Set down exactly, from the records below, the line with "the smiling young" through the line with "the man's bare", and nothing else.
** Data for this exercise follows **
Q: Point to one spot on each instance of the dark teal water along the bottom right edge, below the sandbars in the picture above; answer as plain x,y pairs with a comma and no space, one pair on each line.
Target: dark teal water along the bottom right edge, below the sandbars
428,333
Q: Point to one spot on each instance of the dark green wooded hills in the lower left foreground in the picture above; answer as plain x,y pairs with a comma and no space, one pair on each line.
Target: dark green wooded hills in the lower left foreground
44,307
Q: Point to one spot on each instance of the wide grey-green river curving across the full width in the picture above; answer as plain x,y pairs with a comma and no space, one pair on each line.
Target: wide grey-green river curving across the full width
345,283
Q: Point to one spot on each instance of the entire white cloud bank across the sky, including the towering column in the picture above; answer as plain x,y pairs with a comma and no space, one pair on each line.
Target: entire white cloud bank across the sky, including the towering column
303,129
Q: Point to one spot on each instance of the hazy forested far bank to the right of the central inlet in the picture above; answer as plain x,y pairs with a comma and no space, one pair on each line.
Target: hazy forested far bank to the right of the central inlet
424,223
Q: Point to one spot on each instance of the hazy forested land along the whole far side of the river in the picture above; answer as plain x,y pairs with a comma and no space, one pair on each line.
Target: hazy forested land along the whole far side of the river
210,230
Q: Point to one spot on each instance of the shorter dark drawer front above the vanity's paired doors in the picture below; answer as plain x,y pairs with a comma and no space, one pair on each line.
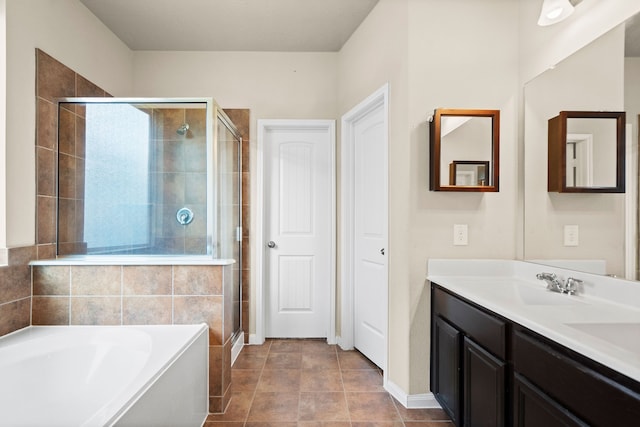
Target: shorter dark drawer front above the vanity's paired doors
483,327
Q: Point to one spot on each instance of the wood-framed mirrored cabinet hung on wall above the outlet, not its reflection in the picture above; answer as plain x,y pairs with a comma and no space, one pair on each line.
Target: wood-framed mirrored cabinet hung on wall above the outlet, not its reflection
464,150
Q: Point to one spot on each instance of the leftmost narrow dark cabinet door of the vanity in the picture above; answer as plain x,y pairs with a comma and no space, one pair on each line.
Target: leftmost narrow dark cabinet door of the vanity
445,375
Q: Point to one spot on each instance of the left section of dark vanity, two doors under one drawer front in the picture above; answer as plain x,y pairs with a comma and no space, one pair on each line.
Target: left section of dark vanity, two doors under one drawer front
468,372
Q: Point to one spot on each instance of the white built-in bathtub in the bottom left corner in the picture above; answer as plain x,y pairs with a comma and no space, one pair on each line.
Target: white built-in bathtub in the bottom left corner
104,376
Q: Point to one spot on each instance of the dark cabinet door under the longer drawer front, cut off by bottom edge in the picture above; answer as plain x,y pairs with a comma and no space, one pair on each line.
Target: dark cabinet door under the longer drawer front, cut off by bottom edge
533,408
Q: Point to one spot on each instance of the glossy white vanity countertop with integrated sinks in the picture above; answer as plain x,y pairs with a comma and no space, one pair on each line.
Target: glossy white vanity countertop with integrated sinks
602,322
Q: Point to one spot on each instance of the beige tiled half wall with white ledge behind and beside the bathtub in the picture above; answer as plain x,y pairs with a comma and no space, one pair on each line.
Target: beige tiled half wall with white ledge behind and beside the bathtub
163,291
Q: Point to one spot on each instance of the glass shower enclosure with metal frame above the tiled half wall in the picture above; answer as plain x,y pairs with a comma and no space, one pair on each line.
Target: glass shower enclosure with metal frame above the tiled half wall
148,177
** End of Data for this exercise **
** Data for this exercise follows **
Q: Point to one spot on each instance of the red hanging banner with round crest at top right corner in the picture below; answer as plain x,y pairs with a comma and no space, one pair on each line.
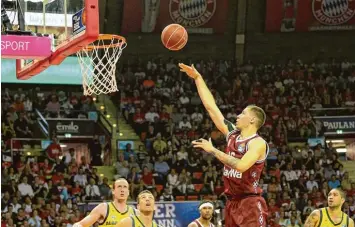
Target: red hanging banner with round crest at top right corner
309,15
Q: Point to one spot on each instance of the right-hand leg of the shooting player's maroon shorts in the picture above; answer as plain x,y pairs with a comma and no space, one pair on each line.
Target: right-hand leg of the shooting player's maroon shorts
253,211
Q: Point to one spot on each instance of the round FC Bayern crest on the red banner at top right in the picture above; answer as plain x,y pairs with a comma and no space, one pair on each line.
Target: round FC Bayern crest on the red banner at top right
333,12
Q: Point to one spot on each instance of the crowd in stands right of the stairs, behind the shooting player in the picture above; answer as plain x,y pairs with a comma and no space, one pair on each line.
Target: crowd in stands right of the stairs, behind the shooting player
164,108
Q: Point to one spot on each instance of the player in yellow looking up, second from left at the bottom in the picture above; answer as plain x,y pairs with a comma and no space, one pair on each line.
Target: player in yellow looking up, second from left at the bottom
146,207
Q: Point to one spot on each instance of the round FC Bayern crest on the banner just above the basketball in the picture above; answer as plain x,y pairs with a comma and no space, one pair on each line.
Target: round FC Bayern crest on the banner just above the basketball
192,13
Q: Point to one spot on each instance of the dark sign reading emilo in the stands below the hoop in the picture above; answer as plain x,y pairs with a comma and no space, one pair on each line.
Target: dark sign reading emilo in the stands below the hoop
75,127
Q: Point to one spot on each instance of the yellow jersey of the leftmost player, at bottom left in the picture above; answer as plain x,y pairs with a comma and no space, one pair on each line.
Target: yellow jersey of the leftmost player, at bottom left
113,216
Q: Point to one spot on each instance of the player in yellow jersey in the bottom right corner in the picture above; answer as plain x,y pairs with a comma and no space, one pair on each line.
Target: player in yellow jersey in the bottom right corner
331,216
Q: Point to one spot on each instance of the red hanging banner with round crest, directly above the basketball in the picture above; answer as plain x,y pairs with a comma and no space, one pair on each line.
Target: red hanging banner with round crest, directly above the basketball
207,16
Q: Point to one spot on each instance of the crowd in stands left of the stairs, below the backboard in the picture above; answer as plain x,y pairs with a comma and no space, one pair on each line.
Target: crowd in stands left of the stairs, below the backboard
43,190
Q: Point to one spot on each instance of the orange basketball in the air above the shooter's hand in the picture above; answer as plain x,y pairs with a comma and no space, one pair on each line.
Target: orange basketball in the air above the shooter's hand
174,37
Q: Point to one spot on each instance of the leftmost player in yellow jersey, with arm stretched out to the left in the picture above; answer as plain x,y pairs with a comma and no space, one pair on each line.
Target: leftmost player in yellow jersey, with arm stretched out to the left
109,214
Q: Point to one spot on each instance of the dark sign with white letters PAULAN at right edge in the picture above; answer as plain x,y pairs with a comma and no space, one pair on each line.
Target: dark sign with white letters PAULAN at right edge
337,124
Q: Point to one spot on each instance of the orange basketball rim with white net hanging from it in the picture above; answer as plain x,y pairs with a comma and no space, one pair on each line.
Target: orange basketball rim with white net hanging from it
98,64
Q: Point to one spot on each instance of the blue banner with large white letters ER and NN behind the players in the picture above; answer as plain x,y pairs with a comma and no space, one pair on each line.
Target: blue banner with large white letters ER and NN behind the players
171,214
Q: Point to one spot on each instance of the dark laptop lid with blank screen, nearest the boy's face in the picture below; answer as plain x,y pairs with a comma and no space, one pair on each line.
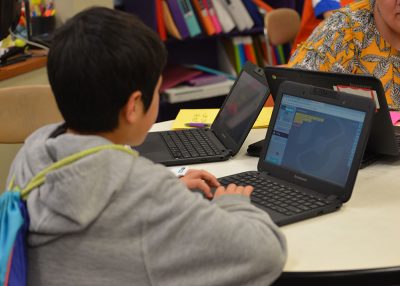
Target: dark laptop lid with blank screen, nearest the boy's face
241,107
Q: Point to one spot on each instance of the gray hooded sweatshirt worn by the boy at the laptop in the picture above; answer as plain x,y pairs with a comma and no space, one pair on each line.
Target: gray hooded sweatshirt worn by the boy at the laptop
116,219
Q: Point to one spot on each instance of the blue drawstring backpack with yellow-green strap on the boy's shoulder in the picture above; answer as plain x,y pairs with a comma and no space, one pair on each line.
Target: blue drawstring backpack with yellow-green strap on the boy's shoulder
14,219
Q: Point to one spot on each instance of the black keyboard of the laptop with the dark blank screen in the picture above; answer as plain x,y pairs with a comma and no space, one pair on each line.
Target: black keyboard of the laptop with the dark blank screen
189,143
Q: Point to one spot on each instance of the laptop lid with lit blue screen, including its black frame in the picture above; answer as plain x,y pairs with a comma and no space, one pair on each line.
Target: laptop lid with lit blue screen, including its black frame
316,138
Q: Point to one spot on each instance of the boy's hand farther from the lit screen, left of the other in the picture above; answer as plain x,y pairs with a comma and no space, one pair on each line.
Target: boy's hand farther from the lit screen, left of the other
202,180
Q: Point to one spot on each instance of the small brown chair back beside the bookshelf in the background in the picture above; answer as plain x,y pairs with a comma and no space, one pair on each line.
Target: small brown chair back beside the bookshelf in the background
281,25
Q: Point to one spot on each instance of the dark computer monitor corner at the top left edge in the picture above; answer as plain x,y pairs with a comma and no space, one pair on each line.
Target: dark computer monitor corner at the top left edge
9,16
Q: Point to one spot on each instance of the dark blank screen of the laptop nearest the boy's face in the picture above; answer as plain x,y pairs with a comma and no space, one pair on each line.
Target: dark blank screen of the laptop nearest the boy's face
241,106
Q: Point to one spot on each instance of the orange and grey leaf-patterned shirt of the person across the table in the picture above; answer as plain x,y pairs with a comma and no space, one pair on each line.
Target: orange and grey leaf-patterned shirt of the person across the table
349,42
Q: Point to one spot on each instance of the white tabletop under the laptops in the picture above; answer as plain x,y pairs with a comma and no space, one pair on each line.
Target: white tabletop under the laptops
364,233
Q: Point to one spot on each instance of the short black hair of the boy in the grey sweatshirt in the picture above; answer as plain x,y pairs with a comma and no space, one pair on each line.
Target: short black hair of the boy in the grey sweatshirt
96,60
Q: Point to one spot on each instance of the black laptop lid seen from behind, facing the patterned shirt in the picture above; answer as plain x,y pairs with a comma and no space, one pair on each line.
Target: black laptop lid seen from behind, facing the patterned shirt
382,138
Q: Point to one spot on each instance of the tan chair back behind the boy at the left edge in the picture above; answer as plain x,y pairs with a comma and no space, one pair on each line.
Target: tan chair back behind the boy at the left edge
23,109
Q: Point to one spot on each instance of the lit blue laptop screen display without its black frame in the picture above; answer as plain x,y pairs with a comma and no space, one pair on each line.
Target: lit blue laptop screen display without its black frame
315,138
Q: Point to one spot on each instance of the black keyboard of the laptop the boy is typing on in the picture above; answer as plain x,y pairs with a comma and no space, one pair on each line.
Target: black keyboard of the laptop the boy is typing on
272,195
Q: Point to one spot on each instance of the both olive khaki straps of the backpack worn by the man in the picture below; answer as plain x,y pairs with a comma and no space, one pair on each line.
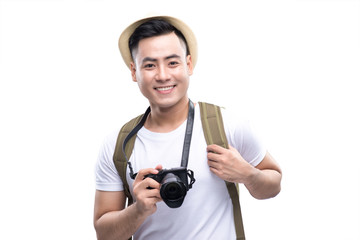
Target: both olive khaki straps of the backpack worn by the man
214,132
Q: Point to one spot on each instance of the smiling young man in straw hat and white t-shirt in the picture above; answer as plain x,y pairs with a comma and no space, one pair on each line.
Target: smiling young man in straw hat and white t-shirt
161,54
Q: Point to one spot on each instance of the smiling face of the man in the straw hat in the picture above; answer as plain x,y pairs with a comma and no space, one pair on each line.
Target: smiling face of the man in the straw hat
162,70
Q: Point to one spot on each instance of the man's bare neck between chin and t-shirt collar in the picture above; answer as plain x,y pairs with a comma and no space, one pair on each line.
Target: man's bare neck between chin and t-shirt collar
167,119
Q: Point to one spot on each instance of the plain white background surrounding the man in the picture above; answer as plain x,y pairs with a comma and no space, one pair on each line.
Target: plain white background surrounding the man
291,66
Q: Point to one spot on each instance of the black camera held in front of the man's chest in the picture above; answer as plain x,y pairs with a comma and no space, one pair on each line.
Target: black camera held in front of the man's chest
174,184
** End of Data for this exercise **
** Data for this exercise follows **
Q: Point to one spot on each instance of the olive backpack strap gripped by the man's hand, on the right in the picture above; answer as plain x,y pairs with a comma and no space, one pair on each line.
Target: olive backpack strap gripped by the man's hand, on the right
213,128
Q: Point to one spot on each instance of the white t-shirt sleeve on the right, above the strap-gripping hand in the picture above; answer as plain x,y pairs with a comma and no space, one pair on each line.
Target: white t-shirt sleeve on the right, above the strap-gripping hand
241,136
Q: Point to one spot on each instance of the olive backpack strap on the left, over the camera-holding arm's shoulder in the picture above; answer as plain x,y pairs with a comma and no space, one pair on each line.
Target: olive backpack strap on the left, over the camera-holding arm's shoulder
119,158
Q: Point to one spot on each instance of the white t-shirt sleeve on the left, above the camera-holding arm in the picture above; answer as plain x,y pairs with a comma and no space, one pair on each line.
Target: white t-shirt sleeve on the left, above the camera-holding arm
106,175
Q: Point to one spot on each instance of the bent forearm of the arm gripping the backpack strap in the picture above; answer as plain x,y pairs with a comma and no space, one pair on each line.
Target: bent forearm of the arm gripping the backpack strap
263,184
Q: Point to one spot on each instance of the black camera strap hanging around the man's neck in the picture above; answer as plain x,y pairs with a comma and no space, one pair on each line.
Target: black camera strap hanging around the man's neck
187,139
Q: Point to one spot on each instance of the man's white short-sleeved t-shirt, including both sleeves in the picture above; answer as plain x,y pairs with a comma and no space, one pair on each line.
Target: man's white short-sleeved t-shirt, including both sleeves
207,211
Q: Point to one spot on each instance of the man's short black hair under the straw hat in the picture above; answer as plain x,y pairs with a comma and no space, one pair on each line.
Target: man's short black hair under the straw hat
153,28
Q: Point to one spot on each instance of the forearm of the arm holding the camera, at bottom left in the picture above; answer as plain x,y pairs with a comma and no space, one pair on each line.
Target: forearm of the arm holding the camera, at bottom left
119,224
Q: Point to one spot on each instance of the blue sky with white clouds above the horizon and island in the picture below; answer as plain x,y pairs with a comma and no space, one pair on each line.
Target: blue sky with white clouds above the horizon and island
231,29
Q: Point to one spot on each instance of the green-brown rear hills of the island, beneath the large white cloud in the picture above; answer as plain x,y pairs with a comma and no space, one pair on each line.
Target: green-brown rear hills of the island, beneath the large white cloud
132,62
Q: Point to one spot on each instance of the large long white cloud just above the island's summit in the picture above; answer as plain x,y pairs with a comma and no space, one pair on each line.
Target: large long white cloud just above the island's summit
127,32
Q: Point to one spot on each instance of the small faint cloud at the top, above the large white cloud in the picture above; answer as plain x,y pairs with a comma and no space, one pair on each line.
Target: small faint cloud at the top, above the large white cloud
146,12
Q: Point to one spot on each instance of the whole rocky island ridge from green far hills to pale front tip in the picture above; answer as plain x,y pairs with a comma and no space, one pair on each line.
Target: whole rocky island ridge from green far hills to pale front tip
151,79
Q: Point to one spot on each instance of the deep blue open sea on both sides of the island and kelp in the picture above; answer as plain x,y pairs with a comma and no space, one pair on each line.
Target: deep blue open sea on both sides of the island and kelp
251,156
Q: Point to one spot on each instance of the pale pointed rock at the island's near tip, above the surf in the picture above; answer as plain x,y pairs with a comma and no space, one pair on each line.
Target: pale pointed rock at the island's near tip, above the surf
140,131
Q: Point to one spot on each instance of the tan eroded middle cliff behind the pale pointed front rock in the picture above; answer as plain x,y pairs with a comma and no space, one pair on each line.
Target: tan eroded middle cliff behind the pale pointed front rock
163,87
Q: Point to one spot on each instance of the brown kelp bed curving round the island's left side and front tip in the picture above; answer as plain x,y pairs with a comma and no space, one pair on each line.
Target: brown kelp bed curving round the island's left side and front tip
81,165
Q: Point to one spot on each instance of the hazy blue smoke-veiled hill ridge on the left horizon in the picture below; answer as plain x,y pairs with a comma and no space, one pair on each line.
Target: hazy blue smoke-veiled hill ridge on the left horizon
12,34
** End of Data for this exercise **
Finished task –
Q: Point to one spot on each instance of the smiling young man in straw hat and white t-shirt in the picture above; answer as plain x,y pairs with a comma and no space, one pair on each line.
Target: smiling young man in straw hat and white t-shirt
161,54
Q: Point to one spot on each instance of the smiling face of the man in the straw hat in the picture above; answer as plain x,y pairs with a comma and no space, one pair on each line.
Target: smiling face of the man in the straw hat
162,70
Q: Point to one spot on each instance of the man's bare neck between chin and t-shirt collar in the picture above; answer as plain x,y pairs with a comma and no space, one pair on each line.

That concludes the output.